── Records for processing

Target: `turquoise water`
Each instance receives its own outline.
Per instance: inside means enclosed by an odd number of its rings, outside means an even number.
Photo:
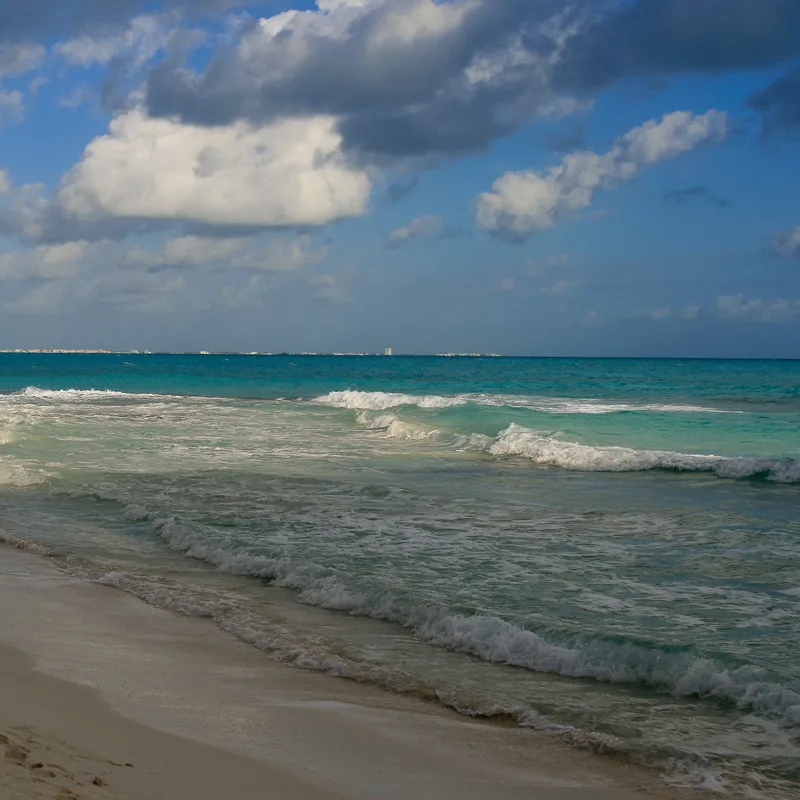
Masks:
[[[0,392],[0,528],[64,569],[796,795],[800,362],[6,355]]]

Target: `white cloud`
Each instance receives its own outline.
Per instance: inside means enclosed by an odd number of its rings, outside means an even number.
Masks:
[[[323,225],[363,214],[369,199],[369,176],[346,163],[340,144],[332,117],[205,128],[137,108],[89,144],[58,199],[84,221]]]
[[[386,239],[386,244],[389,247],[399,247],[415,239],[435,239],[443,236],[444,232],[444,220],[441,217],[433,215],[417,217],[408,225],[393,230]]]
[[[782,258],[800,258],[800,225],[794,230],[778,234],[773,247]]]
[[[91,256],[103,247],[102,243],[67,242],[3,253],[0,254],[0,281],[75,277],[87,269]]]
[[[743,322],[787,322],[800,316],[800,300],[763,300],[747,298],[743,294],[720,295],[717,314],[725,319]]]
[[[644,167],[703,142],[722,140],[726,130],[724,112],[675,111],[633,128],[605,153],[570,153],[545,171],[507,172],[495,181],[491,192],[478,196],[477,224],[514,237],[552,228],[559,217],[590,206],[598,189],[629,181]]]
[[[580,281],[556,281],[552,286],[542,286],[539,291],[542,294],[555,297],[561,294],[571,294],[581,285]]]

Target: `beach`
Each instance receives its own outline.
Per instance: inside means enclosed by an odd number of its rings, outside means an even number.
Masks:
[[[796,794],[796,363],[0,362],[38,671],[289,796]]]
[[[685,797],[530,731],[271,662],[0,548],[0,796]]]

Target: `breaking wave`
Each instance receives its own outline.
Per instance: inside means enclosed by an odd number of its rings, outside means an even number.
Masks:
[[[103,499],[115,500],[112,496]],[[116,502],[124,502],[115,500]],[[399,624],[422,640],[445,649],[570,678],[649,687],[680,697],[703,697],[749,709],[800,727],[800,692],[775,681],[761,668],[725,663],[689,647],[557,630],[534,631],[496,616],[465,615],[420,605],[412,595],[376,587],[354,590],[334,570],[229,549],[211,540],[203,527],[141,505],[125,506],[131,520],[147,522],[172,550],[222,572],[269,580],[298,592],[311,606]],[[110,581],[109,581],[110,582]]]
[[[520,456],[550,467],[576,472],[711,472],[720,478],[764,477],[777,483],[800,483],[800,460],[795,458],[741,457],[634,450],[627,447],[592,447],[556,438],[551,433],[512,424],[488,444],[494,456]]]
[[[62,403],[80,403],[86,400],[113,400],[122,398],[154,398],[162,395],[132,394],[129,392],[116,392],[111,389],[39,389],[28,386],[21,392],[15,392],[12,397],[24,397],[31,400],[57,400]]]
[[[509,394],[459,394],[449,397],[441,395],[413,395],[396,392],[329,392],[314,399],[315,403],[347,408],[355,411],[387,411],[402,406],[417,406],[424,409],[457,408],[470,403],[482,406],[527,408],[549,414],[618,414],[630,411],[655,413],[705,413],[741,414],[705,406],[664,403],[612,403],[601,400],[581,400],[562,397],[526,397]]]
[[[24,489],[44,483],[46,475],[40,471],[30,470],[14,461],[0,460],[0,486],[13,486]]]
[[[369,412],[363,411],[358,415],[361,425],[370,430],[379,430],[389,439],[407,439],[410,441],[422,441],[424,439],[436,439],[439,431],[424,428],[410,422],[404,422],[393,414],[380,414],[372,416]]]

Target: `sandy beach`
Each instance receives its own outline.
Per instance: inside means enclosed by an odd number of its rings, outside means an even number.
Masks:
[[[0,605],[4,800],[679,796],[530,731],[275,664],[8,546]]]

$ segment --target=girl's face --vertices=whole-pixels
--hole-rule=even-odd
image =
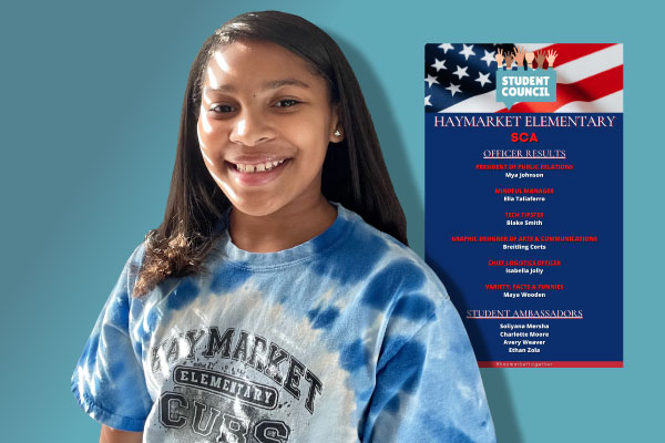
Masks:
[[[326,81],[288,50],[235,42],[207,66],[198,142],[211,175],[242,213],[297,212],[320,199],[338,117]]]

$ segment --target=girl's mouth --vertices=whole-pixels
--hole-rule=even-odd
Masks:
[[[277,178],[290,161],[290,158],[286,158],[278,162],[266,162],[255,165],[224,163],[237,182],[244,185],[256,186],[264,185]]]

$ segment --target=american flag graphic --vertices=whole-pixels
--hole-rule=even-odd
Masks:
[[[556,102],[518,102],[510,111],[497,102],[494,55],[499,49],[512,52],[515,47],[524,47],[528,52],[557,52],[554,61]],[[536,68],[535,61],[533,68]],[[513,70],[516,69],[513,62]],[[623,44],[428,43],[424,47],[424,111],[623,112]]]

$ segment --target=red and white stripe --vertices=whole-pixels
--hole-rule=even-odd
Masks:
[[[623,112],[623,44],[515,44],[533,52],[557,52],[556,102],[519,102],[509,111],[497,102],[497,91],[492,90],[441,112]]]

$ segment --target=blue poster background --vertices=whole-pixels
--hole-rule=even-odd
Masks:
[[[464,114],[489,116],[498,114]],[[507,115],[507,114],[502,114]],[[623,359],[623,115],[613,127],[442,127],[426,114],[426,259],[446,284],[479,361],[622,361]],[[553,114],[528,114],[549,115]],[[534,133],[538,142],[512,142]],[[564,150],[564,159],[483,159],[485,150]],[[526,171],[541,178],[508,178],[477,165],[572,165],[572,171]],[[482,166],[481,166],[482,167]],[[524,171],[510,171],[520,174]],[[545,202],[504,202],[495,188],[553,188]],[[505,213],[543,213],[542,226],[507,226]],[[518,218],[524,220],[524,218]],[[453,236],[597,236],[595,243],[523,241],[545,250],[502,249],[514,241],[457,243]],[[542,275],[507,274],[489,260],[561,260]],[[544,298],[505,298],[485,285],[564,285]],[[511,292],[521,292],[510,290]],[[529,292],[534,292],[530,290]],[[468,319],[468,310],[582,310],[583,319]],[[501,323],[546,323],[540,352],[509,352]],[[505,330],[504,330],[505,331]],[[525,348],[525,347],[521,347]]]

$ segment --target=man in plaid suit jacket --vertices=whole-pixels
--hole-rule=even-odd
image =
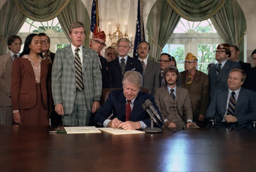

────

● What is being asked
Print the listing word for word, starting with its first line and going on through the line containing "[[[0,392],[0,528],[64,569],[796,795],[800,362],[6,355]]]". Leave the pictures out.

● Answer to the problem
Target: `turquoise water`
Each instance receives its own outline.
Per instance: inside means enclosed by an odd number of its rings, outside means an even number.
Photo:
Masks:
[[[0,392],[0,528],[64,569],[796,795],[800,362],[6,355]]]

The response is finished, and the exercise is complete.